Records

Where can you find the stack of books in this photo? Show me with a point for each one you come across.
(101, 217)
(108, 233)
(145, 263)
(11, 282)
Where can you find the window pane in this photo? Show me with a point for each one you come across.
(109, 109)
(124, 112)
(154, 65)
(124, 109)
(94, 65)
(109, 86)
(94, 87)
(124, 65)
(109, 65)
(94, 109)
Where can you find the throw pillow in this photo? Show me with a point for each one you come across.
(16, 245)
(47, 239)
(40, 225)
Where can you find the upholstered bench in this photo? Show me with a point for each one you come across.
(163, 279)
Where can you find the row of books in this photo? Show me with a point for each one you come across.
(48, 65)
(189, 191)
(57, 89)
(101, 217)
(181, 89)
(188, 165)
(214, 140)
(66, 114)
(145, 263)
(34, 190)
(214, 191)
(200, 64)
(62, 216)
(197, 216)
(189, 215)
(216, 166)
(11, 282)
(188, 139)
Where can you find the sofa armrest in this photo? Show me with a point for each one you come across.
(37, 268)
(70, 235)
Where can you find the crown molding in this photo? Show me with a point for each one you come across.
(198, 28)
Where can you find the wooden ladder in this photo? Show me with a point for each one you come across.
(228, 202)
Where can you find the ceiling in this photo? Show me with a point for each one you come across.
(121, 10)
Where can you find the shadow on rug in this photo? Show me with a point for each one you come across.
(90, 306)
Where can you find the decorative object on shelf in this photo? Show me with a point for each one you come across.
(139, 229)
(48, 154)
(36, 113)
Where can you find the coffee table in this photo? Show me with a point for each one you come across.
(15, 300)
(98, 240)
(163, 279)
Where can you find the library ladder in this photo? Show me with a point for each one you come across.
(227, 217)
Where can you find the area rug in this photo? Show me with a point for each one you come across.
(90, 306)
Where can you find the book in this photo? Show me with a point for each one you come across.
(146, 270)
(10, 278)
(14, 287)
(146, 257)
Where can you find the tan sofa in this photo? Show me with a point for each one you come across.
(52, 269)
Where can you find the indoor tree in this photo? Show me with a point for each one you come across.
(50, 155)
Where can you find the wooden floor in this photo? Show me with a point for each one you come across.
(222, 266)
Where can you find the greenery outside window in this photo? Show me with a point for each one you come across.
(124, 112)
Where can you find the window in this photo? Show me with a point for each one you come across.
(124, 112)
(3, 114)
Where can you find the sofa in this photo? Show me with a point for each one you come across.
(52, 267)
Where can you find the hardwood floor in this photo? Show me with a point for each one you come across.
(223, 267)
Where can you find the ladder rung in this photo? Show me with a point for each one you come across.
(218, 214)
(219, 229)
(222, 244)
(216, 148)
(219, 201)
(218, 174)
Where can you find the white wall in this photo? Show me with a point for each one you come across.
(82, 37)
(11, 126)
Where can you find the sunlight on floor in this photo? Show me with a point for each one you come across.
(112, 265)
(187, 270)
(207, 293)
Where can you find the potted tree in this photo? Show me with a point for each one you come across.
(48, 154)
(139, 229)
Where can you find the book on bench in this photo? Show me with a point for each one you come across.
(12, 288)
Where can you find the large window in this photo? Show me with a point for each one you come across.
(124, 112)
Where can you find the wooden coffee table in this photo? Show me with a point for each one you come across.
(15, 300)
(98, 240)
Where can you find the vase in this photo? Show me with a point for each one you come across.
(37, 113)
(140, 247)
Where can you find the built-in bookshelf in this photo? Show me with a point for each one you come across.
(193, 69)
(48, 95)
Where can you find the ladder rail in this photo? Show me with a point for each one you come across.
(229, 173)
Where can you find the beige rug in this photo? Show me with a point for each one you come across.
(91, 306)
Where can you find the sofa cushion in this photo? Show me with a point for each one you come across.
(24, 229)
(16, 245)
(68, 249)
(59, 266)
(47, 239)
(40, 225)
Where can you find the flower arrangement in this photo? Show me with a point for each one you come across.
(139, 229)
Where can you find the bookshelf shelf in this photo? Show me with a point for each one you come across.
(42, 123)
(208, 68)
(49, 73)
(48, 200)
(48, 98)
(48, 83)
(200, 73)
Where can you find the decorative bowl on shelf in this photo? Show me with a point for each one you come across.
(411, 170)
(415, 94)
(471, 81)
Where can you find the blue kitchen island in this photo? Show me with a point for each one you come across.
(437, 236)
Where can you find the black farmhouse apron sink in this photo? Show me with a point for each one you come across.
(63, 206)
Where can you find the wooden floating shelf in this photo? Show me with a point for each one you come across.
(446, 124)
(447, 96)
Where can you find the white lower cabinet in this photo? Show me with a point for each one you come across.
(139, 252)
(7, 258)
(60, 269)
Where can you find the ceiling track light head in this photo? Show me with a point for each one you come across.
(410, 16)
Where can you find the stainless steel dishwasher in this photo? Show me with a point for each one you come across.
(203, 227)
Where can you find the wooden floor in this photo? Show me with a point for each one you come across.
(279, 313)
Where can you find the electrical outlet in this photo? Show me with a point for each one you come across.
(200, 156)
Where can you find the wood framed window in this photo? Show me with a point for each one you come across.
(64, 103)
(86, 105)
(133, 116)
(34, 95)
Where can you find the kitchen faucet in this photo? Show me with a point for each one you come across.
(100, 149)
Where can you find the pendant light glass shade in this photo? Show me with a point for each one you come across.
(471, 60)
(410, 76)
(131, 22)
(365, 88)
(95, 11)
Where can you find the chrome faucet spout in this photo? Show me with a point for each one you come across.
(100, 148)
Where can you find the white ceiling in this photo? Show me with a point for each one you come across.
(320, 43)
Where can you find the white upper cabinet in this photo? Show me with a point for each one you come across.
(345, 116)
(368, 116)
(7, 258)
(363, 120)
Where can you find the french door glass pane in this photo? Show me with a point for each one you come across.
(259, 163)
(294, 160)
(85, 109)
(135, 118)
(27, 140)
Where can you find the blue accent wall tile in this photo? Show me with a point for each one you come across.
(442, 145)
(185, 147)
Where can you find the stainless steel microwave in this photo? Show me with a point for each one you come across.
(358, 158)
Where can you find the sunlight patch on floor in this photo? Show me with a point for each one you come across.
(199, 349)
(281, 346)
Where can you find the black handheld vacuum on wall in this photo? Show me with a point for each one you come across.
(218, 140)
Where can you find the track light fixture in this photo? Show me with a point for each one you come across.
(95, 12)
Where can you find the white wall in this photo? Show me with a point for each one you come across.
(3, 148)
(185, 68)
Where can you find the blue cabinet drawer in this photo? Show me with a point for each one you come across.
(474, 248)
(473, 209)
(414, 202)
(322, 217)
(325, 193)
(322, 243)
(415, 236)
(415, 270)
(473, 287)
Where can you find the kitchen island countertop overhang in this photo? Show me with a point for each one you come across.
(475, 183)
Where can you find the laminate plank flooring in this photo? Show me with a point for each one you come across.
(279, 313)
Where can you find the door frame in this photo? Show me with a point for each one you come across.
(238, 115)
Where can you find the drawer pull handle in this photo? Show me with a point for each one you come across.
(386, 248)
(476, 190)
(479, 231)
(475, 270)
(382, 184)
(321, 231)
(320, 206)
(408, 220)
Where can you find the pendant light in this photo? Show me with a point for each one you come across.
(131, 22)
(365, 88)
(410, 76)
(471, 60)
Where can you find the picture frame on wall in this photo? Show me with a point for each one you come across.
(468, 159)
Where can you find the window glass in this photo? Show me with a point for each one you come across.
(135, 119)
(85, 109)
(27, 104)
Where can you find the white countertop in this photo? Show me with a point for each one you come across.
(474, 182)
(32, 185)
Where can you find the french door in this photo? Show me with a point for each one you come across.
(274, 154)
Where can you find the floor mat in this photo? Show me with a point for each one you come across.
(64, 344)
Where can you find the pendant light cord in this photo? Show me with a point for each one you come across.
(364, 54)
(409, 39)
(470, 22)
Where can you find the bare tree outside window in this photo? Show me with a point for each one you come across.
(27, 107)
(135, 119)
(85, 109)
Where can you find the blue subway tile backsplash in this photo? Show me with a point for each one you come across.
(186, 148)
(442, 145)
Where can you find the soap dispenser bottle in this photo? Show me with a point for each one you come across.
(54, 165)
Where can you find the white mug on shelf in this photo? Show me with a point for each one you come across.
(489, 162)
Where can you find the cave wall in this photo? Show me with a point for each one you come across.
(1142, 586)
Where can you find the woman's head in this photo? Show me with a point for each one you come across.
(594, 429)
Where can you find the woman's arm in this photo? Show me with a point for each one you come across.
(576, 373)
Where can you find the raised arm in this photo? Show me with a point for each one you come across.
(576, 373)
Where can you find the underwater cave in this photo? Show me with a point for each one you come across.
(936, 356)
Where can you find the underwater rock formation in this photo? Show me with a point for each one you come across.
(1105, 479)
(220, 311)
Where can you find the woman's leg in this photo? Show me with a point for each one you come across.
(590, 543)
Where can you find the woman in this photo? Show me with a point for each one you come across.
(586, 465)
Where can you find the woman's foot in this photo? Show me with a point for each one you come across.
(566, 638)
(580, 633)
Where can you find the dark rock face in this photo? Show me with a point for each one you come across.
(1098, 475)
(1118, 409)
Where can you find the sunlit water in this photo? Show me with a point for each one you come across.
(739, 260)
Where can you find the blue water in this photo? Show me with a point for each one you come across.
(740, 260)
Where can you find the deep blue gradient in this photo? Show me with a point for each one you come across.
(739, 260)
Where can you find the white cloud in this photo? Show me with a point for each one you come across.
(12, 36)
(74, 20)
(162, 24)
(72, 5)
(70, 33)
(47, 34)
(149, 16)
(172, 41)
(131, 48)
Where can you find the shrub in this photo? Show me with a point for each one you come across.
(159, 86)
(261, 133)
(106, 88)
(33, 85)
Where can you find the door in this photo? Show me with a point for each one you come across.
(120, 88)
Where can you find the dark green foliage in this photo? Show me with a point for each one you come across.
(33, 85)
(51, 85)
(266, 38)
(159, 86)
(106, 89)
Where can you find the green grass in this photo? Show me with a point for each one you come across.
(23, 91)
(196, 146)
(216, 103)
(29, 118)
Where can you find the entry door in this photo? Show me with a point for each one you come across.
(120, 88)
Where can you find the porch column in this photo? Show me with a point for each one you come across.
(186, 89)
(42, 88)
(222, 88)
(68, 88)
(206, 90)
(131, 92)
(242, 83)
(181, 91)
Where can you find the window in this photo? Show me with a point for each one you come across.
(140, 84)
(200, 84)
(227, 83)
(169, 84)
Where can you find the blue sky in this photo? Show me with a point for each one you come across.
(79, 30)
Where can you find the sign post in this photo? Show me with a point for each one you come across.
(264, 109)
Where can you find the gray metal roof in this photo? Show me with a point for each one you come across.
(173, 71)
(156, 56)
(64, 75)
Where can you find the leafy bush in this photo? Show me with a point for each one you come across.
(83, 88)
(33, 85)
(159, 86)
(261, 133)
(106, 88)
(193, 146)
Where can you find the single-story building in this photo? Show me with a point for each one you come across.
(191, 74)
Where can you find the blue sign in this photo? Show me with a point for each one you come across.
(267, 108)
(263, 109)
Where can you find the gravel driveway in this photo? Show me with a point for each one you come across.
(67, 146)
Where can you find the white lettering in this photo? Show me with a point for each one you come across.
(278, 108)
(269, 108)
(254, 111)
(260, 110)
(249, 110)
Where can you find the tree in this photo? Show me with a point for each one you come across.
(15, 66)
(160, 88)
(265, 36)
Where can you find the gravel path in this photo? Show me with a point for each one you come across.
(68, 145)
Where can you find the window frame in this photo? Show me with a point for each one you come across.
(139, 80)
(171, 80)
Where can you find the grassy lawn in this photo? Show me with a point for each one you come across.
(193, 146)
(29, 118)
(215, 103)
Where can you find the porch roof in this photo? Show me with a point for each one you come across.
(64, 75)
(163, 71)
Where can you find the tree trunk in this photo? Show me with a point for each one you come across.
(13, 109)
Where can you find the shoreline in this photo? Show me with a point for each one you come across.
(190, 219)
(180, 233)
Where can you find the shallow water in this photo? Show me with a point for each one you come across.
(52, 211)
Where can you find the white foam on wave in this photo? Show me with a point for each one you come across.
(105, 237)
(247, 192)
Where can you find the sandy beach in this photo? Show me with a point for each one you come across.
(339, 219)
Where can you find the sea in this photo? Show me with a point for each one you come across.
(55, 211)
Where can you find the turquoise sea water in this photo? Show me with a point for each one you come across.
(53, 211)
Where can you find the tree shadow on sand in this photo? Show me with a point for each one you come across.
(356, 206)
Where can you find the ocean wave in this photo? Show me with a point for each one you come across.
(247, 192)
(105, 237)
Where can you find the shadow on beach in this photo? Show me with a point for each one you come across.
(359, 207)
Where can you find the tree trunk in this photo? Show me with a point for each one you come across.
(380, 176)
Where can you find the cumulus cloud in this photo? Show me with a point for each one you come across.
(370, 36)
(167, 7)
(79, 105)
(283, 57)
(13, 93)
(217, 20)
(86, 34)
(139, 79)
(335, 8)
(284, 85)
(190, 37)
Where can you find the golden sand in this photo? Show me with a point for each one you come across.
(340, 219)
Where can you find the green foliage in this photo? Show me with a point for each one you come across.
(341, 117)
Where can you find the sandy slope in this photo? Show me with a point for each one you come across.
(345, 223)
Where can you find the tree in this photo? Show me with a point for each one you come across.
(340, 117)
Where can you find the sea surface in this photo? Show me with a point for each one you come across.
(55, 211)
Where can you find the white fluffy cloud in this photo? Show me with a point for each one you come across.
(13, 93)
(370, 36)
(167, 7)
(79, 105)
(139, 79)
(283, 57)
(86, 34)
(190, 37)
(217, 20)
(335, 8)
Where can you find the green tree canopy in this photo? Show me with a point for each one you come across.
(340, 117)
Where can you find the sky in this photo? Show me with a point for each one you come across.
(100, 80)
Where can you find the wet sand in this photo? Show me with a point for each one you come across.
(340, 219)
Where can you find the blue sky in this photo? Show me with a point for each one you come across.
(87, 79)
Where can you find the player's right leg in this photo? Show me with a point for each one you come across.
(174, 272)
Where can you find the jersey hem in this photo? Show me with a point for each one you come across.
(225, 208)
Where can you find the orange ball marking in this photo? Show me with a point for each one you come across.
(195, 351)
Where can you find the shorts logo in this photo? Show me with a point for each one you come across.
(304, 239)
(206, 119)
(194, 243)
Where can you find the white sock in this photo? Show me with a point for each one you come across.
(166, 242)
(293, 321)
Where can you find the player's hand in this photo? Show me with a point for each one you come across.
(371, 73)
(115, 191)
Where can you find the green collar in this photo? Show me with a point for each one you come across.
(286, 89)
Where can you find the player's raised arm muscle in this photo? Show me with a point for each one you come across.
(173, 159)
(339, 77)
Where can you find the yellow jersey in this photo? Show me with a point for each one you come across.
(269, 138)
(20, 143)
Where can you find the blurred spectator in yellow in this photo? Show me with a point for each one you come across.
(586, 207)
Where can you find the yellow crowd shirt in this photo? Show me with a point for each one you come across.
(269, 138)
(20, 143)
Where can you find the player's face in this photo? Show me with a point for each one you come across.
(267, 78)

▸ **Directive**
Can you give the records again from the line containing "Where can you find the yellow crowd" through the end of the records, replacing "player's face" with "player's head" and keeping everything else the same?

▸ **Exercise response**
Where can you find the yellow crowd shirt in this photo? Show me with a point for each one you come across.
(269, 138)
(20, 143)
Where can you find the player's head in this photo? Show me with a point for each one you come across.
(267, 78)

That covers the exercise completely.